TAREFAS:
**a)** Enumere os membros da Comissão concelhia de propaganda da candidatura de Norton de Matos indicados no excerto sobre as eleições presidenciais de 1949.
**b)** Selecione todas as linhas dos registos que contêm a palavra "jeans", distinguindo maiúsculas de minúsculas.

EXCERTO DA FONTE:
============================================================

A campanha das eleições
presidenciais de 1949
Em 1949, na ressaca da derrota de Hitler, de que o Estado Novo era um apoiante encapotado, surgiu pela primeira vez a hipótese de alguma propaganda da oposição, embora condicionada, e com grandes entraves à possibilidade de discutir eleitoralmente a legitimidade do regime, tanto que a Oposição acabou por não ir às urnas.
Em Mortágua, a Oposição não deixou de marcar a sua posição política, realizando sessões de propaganda. Por sua vez, as forças do regime também
defenderam aguerridamente o seu candidato e a política que vinha sendo desenvolvida.
Temos ainda o anúncio da sessão promovida pela Oposição:
Mas pensamos que é interessante ler a reportagem feita pela Defesa da Beira, das duas sessões de propaganda, que transcrevemos:
Defesa da Beira, 6 de
Fevereiro de 1949
O
actual momento político
As
eleições estão à porta.
A
propaganda eleitoral a favor das candidaturas dos srs. Marechal Carmona,
candidato da União Nacional e General Norton de Matos, candidato da oposição, à
presidência da República, tem sido intensíssima nos dois sectores da vida
política.
A luta
continua acesa nos dois campos diametralmente opostos, até à vitoria final. Por
todo o país se têm realizado sessões de propaganda a favor de cada um dos ilustres candidatos.
Chegou
também a vez a Mortágua de se manifestar acerca desse momento político da vida
nacional.
Promovida
pela Comissão concelhia de propaganda da candidatura do General sr. Norton de
Matos, a qual, como dissemos é constituída pelos srs. : Abel de Oliveira,
Anacleto Fernandes, dr. António Ferreira Gonçalves, Augusto de Morais Lobo,
José Ferreira de Gouveia, Dr. Manuel Afonso e Tomaz da Fonseca, promoveu,
também, como noticiamos no último número, uma dessas sessões de propaganda, que
se realizou na tarde do último domingo, no Teatro Clube desta vila. Sala
completamente cheia, notando-se a presença de algumas senhoras.

============================================================

LISTA DE REGISTOS:
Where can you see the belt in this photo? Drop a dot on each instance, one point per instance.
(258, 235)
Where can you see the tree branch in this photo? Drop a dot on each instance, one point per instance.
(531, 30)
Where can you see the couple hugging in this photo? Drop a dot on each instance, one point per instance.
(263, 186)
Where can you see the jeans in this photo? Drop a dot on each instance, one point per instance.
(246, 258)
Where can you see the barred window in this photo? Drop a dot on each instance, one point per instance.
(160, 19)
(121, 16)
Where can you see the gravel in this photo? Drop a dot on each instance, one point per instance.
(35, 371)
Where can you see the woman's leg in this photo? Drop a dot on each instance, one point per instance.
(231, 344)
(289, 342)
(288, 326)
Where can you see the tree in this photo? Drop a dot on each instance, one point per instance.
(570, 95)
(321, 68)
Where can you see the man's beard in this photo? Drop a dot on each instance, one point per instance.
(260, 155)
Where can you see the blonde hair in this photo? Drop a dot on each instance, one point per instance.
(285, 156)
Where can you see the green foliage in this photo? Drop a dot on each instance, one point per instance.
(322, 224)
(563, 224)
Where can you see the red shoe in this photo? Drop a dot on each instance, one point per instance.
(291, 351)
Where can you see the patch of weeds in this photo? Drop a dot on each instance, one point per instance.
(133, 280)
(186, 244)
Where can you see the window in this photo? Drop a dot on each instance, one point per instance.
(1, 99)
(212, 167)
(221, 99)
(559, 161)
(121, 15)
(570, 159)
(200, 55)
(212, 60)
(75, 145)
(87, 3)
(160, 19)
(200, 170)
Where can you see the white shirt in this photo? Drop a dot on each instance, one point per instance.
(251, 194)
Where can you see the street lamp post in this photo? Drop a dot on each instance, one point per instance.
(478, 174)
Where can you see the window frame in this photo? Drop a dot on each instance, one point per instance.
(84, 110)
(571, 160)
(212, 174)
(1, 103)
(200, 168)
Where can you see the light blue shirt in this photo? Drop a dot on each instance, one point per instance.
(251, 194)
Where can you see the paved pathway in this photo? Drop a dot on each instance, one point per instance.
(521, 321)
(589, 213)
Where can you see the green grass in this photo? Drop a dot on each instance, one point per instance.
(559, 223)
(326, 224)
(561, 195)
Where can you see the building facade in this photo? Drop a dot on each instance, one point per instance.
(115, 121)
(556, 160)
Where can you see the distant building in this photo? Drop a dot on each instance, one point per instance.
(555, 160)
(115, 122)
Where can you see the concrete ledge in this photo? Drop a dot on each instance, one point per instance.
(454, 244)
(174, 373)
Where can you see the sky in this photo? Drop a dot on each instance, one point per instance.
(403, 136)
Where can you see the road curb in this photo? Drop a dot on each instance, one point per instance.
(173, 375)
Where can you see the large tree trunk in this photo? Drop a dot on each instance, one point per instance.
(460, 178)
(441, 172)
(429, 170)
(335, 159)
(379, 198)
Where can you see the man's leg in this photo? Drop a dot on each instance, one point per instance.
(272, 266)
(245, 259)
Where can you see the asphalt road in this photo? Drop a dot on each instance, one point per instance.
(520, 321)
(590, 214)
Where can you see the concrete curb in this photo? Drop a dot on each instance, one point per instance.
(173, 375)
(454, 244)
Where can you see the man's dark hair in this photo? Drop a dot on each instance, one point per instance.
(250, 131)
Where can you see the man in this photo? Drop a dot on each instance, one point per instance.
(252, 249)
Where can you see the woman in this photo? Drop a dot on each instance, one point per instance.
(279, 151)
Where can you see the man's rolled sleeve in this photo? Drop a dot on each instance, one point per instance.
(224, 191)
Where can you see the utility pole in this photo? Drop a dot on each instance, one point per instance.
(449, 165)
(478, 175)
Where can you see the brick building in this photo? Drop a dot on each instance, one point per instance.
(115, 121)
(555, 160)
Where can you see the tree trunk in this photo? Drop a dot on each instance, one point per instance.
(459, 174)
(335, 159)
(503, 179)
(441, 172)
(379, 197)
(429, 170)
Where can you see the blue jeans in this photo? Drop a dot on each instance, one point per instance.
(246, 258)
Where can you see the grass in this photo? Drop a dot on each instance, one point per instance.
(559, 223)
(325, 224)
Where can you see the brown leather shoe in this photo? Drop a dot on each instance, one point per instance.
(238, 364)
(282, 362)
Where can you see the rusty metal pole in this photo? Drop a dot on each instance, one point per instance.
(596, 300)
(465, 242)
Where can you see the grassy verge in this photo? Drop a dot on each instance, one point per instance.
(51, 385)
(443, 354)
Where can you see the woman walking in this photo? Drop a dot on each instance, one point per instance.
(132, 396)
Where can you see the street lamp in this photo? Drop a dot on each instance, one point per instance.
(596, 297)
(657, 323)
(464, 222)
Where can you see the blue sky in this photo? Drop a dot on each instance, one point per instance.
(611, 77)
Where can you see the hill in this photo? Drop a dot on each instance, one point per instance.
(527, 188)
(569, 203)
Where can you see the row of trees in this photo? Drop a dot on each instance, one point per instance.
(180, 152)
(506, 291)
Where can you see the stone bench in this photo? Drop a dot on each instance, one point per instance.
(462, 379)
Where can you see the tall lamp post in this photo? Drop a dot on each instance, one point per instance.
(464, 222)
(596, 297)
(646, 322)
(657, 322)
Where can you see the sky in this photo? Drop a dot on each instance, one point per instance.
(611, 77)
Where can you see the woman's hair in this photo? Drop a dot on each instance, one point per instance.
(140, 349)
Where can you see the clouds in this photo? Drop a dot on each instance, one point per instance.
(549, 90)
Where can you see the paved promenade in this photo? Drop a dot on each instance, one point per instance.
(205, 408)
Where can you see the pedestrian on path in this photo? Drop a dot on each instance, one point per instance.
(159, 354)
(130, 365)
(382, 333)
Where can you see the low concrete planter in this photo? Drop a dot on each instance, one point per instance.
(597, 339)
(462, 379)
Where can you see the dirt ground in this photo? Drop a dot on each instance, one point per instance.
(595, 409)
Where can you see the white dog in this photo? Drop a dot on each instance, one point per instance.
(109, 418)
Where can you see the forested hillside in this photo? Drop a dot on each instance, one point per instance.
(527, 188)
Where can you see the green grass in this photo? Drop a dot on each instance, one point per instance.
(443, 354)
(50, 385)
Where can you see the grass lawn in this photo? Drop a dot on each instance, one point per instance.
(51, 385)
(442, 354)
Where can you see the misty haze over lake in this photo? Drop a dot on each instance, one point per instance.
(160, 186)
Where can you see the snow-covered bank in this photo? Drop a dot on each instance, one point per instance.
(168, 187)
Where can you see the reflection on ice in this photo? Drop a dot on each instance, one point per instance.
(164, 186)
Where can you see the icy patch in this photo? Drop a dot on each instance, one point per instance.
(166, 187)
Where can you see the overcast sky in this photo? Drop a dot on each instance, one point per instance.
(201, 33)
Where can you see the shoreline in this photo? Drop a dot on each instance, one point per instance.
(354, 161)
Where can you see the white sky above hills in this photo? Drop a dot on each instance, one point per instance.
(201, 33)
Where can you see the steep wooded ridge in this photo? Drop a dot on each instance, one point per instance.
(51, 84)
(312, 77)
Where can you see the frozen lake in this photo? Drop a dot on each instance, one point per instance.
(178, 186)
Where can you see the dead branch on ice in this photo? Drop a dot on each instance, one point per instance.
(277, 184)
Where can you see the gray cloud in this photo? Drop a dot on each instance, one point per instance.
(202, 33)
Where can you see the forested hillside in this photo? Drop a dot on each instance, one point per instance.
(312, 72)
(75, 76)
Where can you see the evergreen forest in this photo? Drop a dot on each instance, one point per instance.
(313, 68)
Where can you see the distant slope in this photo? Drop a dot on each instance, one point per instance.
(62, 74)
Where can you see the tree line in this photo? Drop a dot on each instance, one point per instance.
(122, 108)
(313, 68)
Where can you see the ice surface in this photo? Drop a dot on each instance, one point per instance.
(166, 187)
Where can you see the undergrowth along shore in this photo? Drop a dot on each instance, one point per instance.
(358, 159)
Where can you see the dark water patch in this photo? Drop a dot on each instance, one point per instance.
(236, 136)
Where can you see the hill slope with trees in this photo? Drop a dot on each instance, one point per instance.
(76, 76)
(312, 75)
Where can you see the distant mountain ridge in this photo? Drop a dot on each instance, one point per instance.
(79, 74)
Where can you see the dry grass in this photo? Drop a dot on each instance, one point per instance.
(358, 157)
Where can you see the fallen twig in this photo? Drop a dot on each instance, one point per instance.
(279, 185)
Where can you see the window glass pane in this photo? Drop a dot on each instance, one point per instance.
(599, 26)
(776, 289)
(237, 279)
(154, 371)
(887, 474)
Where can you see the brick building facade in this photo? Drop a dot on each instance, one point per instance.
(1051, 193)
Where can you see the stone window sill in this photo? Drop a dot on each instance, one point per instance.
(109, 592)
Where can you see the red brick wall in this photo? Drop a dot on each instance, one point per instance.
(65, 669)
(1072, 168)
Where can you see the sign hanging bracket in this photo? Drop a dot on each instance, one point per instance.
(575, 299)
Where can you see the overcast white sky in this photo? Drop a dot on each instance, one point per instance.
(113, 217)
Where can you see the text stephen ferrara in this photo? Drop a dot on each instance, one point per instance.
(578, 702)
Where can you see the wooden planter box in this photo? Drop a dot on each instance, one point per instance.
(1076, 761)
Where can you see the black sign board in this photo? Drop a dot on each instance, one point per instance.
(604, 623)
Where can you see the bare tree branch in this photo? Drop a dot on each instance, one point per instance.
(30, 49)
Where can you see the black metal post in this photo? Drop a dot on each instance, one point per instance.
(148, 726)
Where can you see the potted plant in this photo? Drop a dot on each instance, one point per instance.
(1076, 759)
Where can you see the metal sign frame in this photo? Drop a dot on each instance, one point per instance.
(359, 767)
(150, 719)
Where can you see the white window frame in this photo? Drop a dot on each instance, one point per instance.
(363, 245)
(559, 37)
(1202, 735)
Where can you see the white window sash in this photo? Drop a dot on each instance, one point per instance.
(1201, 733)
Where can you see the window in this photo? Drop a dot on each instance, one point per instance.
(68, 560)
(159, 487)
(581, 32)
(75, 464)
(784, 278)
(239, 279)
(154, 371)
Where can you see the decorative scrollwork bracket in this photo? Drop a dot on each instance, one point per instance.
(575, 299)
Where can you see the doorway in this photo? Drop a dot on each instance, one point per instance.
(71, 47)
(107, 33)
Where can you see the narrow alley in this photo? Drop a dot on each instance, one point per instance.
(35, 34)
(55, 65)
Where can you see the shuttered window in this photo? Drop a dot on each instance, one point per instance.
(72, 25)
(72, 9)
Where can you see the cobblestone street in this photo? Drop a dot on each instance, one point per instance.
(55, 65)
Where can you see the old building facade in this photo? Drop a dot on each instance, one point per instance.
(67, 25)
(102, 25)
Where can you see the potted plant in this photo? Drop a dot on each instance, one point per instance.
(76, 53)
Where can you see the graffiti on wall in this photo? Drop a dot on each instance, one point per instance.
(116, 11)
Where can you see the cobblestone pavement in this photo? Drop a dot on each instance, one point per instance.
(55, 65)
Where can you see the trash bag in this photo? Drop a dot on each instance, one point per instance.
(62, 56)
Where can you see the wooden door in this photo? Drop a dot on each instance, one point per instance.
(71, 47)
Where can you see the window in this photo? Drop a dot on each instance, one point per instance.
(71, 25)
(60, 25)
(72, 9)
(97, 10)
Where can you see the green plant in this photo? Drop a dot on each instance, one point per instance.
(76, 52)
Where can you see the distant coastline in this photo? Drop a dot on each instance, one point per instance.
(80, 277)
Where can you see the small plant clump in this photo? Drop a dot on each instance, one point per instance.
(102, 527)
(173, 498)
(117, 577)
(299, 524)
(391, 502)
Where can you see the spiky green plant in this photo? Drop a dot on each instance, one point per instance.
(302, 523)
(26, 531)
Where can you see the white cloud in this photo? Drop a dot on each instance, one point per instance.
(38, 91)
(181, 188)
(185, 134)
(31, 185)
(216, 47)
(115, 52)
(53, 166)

============================================================

RESPOSTAS AOS EXERCÍCIOS:
**a)**
- Abel de Oliveira
- Anacleto Fernandes
- dr. António Ferreira Gonçalves
- Augusto de Morais Lobo
- José Ferreira de Gouveia
- Dr. Manuel Afonso
- Tomaz da Fonseca

**b)**
Where can you see the jeans in this photo? Drop a dot on each instance, one point per instance.
Where can you see the blue jeans in this photo? Drop a dot on each instance, one point per instance.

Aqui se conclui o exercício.